- _Work to do_
Select and copy every line of the records that contains the string "forest", treating uppercase and lowercase letters as different.

-- START --

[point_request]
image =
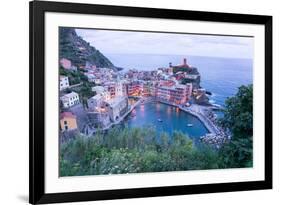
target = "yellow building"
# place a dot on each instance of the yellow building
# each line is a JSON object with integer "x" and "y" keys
{"x": 67, "y": 121}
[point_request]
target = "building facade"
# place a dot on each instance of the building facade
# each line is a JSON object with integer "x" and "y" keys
{"x": 70, "y": 99}
{"x": 117, "y": 107}
{"x": 67, "y": 121}
{"x": 64, "y": 83}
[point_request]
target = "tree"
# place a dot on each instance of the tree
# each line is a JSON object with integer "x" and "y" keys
{"x": 238, "y": 119}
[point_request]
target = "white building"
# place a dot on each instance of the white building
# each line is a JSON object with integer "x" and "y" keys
{"x": 98, "y": 89}
{"x": 70, "y": 99}
{"x": 99, "y": 99}
{"x": 189, "y": 90}
{"x": 64, "y": 83}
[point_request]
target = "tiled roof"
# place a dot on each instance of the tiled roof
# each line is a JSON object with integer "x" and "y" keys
{"x": 67, "y": 115}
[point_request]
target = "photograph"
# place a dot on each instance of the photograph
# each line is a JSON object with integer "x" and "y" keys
{"x": 144, "y": 101}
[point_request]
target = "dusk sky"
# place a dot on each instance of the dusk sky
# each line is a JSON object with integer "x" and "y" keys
{"x": 126, "y": 42}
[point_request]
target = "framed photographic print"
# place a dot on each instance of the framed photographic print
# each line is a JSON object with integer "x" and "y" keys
{"x": 140, "y": 102}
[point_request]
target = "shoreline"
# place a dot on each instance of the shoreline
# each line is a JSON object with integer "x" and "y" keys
{"x": 214, "y": 136}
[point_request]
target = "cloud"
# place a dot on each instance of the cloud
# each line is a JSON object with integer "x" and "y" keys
{"x": 128, "y": 42}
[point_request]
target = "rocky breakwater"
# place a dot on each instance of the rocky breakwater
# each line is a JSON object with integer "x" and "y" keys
{"x": 214, "y": 139}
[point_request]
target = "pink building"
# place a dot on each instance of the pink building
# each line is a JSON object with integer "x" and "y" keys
{"x": 173, "y": 93}
{"x": 65, "y": 63}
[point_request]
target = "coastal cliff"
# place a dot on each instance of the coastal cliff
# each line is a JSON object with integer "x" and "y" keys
{"x": 72, "y": 46}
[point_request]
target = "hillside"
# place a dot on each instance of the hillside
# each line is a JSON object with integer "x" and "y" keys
{"x": 79, "y": 51}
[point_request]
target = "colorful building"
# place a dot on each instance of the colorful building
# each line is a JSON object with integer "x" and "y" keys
{"x": 64, "y": 83}
{"x": 70, "y": 99}
{"x": 174, "y": 93}
{"x": 67, "y": 121}
{"x": 135, "y": 88}
{"x": 66, "y": 64}
{"x": 117, "y": 107}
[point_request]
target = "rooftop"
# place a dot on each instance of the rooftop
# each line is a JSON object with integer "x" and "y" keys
{"x": 67, "y": 115}
{"x": 70, "y": 95}
{"x": 115, "y": 101}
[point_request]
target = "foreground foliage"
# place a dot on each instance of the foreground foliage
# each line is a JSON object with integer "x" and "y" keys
{"x": 137, "y": 150}
{"x": 238, "y": 119}
{"x": 131, "y": 151}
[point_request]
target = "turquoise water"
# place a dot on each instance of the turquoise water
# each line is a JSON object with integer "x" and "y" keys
{"x": 172, "y": 119}
{"x": 220, "y": 76}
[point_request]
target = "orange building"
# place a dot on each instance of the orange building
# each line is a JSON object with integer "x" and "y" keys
{"x": 67, "y": 121}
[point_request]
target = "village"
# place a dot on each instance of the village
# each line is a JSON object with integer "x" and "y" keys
{"x": 114, "y": 94}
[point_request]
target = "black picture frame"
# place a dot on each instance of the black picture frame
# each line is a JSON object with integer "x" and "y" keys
{"x": 37, "y": 11}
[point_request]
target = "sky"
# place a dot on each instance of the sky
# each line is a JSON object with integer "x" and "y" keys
{"x": 128, "y": 42}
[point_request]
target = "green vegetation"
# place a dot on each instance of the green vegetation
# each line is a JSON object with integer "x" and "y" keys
{"x": 238, "y": 118}
{"x": 137, "y": 150}
{"x": 133, "y": 151}
{"x": 73, "y": 47}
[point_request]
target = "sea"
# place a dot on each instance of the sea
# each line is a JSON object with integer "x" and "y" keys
{"x": 220, "y": 76}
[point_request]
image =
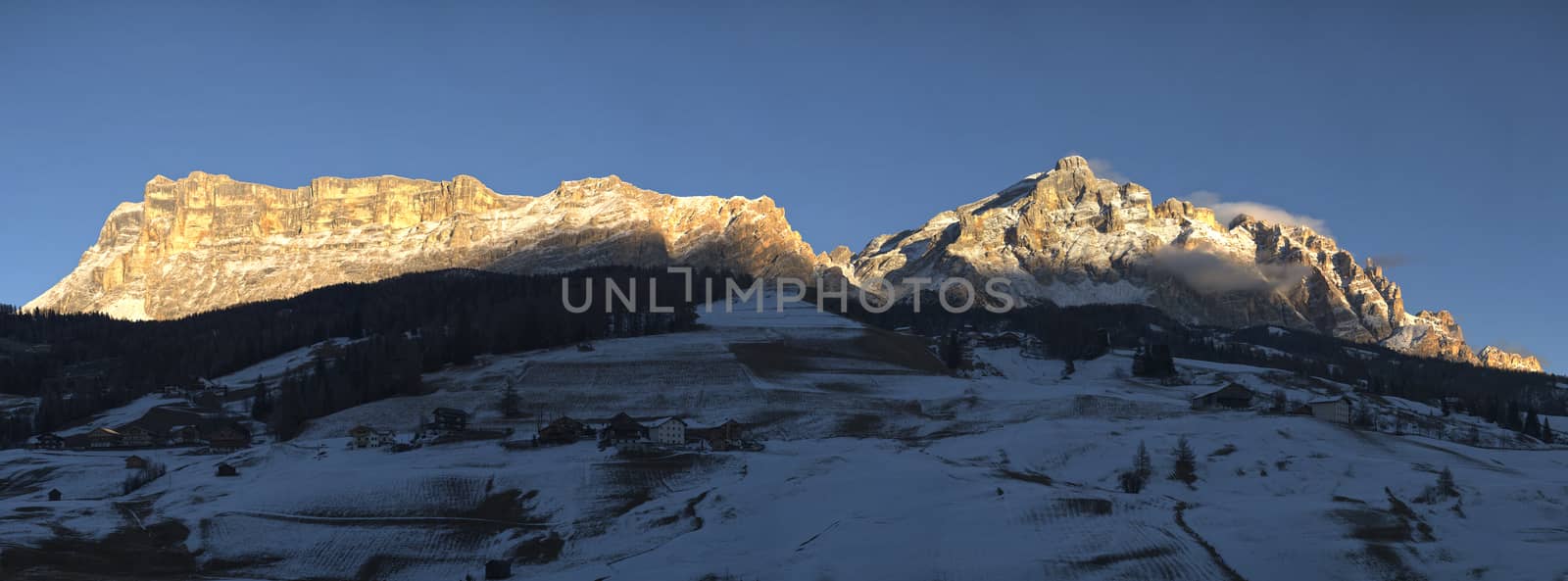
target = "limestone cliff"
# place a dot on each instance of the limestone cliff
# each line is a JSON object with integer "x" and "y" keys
{"x": 209, "y": 241}
{"x": 1073, "y": 238}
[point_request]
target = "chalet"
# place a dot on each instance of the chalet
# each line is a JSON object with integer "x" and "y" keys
{"x": 184, "y": 436}
{"x": 51, "y": 442}
{"x": 104, "y": 437}
{"x": 564, "y": 429}
{"x": 370, "y": 437}
{"x": 725, "y": 436}
{"x": 498, "y": 569}
{"x": 227, "y": 439}
{"x": 1230, "y": 397}
{"x": 449, "y": 420}
{"x": 1335, "y": 409}
{"x": 135, "y": 437}
{"x": 623, "y": 428}
{"x": 666, "y": 431}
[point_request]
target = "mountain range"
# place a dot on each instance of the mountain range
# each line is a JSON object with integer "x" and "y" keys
{"x": 1065, "y": 235}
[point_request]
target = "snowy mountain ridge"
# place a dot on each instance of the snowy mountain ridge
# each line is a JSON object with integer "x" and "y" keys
{"x": 209, "y": 241}
{"x": 1073, "y": 238}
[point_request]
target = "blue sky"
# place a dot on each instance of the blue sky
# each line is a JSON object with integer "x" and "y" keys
{"x": 1431, "y": 133}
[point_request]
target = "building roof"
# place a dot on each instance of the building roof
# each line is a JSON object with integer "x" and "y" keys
{"x": 1222, "y": 389}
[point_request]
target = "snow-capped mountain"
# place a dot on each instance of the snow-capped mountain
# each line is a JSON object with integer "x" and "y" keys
{"x": 209, "y": 241}
{"x": 1073, "y": 238}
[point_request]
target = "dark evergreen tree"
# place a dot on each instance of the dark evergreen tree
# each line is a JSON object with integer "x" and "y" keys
{"x": 953, "y": 351}
{"x": 261, "y": 401}
{"x": 1186, "y": 462}
{"x": 1446, "y": 487}
{"x": 1142, "y": 463}
{"x": 1533, "y": 424}
{"x": 510, "y": 403}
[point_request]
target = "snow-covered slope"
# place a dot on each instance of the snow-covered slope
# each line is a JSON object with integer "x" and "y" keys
{"x": 875, "y": 468}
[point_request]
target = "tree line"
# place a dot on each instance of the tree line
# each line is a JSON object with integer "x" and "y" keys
{"x": 396, "y": 329}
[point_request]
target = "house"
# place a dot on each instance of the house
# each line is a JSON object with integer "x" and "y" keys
{"x": 449, "y": 420}
{"x": 1230, "y": 397}
{"x": 185, "y": 436}
{"x": 104, "y": 437}
{"x": 623, "y": 428}
{"x": 725, "y": 436}
{"x": 498, "y": 569}
{"x": 666, "y": 431}
{"x": 368, "y": 437}
{"x": 135, "y": 437}
{"x": 1335, "y": 409}
{"x": 227, "y": 439}
{"x": 564, "y": 429}
{"x": 51, "y": 442}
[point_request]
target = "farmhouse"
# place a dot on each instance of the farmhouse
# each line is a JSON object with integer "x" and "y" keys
{"x": 185, "y": 436}
{"x": 135, "y": 437}
{"x": 1333, "y": 409}
{"x": 564, "y": 429}
{"x": 623, "y": 428}
{"x": 229, "y": 439}
{"x": 51, "y": 442}
{"x": 668, "y": 431}
{"x": 102, "y": 437}
{"x": 726, "y": 436}
{"x": 370, "y": 437}
{"x": 1230, "y": 397}
{"x": 449, "y": 420}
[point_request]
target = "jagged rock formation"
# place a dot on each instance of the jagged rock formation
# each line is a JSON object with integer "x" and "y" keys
{"x": 1509, "y": 361}
{"x": 209, "y": 241}
{"x": 1073, "y": 238}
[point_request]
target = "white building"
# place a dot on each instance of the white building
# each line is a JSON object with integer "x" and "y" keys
{"x": 1333, "y": 409}
{"x": 666, "y": 431}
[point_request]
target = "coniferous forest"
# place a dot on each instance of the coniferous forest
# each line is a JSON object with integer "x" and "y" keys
{"x": 396, "y": 329}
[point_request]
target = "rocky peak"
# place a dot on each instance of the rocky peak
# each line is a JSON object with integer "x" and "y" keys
{"x": 1070, "y": 238}
{"x": 208, "y": 241}
{"x": 1509, "y": 361}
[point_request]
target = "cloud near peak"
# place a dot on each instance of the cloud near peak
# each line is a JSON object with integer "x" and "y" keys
{"x": 1225, "y": 212}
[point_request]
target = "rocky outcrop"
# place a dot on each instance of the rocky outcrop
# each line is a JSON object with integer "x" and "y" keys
{"x": 1509, "y": 361}
{"x": 1073, "y": 238}
{"x": 209, "y": 241}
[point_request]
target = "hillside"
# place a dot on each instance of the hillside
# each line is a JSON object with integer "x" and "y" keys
{"x": 875, "y": 465}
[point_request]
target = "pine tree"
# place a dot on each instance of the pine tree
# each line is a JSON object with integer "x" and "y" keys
{"x": 1533, "y": 424}
{"x": 953, "y": 353}
{"x": 510, "y": 403}
{"x": 261, "y": 401}
{"x": 1186, "y": 465}
{"x": 1142, "y": 463}
{"x": 1446, "y": 486}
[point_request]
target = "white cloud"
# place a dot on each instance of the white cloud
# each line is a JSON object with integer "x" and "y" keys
{"x": 1270, "y": 214}
{"x": 1211, "y": 272}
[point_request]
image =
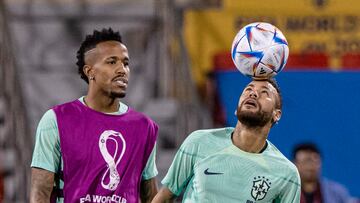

-- END --

- _Correct answer_
target = "coniferous forest"
# place a dot on each instance of the coniferous forest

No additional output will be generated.